Region pointing data
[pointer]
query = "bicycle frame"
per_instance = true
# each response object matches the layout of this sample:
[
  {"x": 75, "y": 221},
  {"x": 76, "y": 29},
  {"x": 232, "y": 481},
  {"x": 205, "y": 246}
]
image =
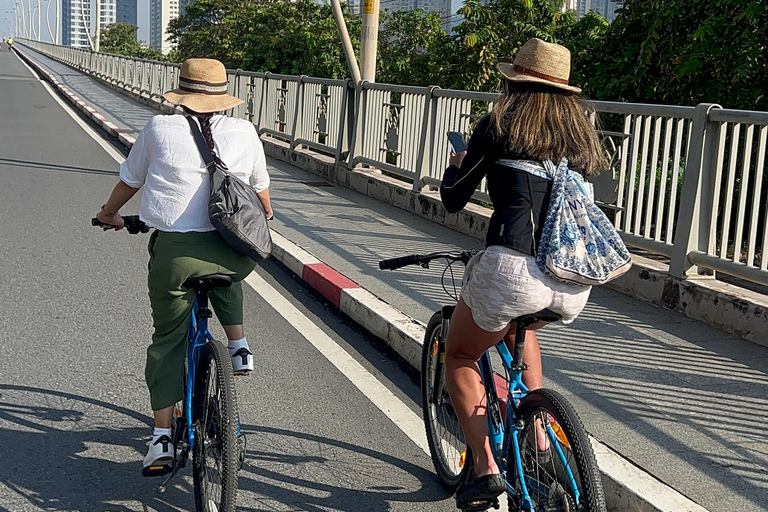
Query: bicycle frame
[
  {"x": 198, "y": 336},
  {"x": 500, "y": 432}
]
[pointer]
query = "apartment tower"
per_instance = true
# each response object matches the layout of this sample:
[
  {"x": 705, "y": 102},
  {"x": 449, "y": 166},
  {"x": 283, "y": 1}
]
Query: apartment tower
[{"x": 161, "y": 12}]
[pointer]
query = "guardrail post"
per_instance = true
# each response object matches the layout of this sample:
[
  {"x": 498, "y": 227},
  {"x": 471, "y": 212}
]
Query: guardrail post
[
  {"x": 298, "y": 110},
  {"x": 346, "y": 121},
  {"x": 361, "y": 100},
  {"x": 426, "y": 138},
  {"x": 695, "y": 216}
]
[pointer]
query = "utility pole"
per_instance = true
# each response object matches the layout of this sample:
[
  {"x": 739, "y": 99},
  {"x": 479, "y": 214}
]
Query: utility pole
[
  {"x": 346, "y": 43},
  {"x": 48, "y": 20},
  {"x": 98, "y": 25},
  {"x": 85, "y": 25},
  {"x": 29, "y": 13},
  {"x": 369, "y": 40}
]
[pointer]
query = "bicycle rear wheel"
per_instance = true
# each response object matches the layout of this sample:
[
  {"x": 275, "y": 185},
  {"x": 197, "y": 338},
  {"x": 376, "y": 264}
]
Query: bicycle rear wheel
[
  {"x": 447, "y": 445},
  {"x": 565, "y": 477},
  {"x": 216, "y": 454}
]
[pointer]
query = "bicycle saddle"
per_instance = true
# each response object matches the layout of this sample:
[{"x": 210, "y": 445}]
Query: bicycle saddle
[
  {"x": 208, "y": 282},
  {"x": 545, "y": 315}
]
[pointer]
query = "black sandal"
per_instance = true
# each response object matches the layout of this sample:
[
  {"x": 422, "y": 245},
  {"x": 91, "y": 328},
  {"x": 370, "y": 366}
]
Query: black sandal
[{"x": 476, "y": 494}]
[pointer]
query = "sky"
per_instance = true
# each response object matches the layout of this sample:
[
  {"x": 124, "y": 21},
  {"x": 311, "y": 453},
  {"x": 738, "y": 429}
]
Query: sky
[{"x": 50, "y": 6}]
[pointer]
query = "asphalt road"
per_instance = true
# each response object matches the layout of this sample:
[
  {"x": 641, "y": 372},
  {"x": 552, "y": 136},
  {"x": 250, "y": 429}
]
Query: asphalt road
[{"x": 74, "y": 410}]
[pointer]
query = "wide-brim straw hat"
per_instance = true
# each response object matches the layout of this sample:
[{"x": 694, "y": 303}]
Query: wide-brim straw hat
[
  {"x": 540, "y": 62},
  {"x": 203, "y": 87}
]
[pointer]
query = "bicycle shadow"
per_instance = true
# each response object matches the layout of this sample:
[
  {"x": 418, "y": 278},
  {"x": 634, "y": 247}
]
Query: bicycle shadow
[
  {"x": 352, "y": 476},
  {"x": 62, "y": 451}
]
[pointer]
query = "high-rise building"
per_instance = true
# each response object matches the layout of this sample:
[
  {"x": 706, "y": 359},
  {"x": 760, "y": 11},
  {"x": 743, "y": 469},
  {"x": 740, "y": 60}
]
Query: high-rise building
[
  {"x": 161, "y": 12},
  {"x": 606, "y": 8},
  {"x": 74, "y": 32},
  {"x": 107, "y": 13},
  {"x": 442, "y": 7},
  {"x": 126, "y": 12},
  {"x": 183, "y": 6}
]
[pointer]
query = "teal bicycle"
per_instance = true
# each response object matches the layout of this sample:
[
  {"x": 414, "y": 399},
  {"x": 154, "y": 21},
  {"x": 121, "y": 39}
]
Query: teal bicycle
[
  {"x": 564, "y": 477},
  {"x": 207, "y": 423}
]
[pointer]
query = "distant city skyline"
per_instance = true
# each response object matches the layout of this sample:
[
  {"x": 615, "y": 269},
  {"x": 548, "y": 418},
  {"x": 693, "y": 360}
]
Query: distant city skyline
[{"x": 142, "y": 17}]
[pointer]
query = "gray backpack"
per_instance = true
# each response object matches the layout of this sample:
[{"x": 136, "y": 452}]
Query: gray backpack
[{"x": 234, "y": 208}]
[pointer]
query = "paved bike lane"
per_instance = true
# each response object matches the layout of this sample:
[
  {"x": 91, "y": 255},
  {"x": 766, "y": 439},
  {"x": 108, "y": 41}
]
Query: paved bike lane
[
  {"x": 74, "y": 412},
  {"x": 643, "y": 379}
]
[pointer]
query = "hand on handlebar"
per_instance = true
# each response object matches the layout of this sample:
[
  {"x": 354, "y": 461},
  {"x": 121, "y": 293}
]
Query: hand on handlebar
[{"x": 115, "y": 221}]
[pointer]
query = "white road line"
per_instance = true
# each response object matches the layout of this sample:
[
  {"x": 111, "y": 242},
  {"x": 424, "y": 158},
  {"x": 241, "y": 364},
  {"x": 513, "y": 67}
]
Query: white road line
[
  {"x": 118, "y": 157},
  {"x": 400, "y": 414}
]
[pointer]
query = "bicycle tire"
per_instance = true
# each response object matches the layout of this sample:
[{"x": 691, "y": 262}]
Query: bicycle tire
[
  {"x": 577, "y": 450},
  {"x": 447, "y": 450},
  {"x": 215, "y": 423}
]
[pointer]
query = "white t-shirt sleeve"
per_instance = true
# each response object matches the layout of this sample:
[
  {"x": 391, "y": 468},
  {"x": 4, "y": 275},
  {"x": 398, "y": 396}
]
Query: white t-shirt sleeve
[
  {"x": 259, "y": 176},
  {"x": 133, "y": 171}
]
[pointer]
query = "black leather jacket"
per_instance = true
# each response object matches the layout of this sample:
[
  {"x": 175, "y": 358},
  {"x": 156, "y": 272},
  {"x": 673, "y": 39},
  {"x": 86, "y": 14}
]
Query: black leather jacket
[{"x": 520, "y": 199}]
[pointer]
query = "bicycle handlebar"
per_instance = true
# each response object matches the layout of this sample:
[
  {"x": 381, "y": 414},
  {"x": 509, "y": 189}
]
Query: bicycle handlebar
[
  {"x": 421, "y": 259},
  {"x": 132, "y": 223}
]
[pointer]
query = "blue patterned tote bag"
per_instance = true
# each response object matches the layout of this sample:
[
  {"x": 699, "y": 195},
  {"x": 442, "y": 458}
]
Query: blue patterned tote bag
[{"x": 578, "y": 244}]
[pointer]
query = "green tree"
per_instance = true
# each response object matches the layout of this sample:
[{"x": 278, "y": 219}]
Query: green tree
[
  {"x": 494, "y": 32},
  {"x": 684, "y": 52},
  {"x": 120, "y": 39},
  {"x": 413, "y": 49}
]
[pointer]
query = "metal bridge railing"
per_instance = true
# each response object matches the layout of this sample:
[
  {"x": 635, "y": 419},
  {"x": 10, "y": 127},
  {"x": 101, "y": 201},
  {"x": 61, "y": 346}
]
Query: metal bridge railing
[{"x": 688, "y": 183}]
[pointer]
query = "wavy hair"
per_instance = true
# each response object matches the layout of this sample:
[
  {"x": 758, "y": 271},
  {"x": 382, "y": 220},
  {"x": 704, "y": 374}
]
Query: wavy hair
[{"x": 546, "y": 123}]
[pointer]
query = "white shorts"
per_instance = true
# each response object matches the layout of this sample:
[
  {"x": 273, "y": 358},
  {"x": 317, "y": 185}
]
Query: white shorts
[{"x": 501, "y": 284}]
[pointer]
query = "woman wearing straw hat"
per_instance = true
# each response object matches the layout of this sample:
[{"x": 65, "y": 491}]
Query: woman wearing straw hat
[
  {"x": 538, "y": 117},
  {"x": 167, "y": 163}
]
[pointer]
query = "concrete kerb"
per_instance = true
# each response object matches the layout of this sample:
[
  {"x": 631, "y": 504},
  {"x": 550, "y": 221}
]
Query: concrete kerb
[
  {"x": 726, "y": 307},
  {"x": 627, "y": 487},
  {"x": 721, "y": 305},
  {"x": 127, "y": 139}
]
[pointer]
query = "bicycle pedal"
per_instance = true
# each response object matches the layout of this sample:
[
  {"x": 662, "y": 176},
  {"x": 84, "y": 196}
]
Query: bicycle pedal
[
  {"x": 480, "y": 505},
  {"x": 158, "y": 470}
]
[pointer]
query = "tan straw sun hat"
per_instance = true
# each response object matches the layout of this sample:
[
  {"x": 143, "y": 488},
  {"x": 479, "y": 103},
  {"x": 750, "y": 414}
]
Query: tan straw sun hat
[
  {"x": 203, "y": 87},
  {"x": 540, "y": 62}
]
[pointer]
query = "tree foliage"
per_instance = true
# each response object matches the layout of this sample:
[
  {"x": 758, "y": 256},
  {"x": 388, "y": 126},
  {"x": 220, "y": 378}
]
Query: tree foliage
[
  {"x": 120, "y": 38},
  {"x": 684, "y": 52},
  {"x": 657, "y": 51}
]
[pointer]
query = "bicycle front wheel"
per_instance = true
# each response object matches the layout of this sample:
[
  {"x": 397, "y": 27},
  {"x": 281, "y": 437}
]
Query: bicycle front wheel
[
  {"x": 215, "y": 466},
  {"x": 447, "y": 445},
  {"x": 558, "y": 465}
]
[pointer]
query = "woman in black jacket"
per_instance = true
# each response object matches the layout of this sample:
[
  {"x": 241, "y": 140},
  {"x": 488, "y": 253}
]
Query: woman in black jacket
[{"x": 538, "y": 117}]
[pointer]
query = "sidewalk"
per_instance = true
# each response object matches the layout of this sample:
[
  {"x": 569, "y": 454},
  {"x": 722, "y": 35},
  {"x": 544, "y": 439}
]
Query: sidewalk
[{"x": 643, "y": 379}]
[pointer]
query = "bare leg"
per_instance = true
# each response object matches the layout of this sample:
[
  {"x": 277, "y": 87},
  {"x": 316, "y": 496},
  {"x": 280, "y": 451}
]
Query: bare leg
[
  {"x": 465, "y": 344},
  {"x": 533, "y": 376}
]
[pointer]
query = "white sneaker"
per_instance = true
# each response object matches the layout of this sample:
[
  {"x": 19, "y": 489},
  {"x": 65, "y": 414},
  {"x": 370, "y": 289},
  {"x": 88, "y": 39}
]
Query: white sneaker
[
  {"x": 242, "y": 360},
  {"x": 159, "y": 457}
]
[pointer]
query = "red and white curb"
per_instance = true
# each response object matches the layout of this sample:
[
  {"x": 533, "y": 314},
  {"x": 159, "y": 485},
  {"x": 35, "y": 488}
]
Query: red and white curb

**Work to be completed**
Using the data above, show each line where "curb" occurs.

**Result for this exercise**
query = "red and white curb"
Query: red and white curb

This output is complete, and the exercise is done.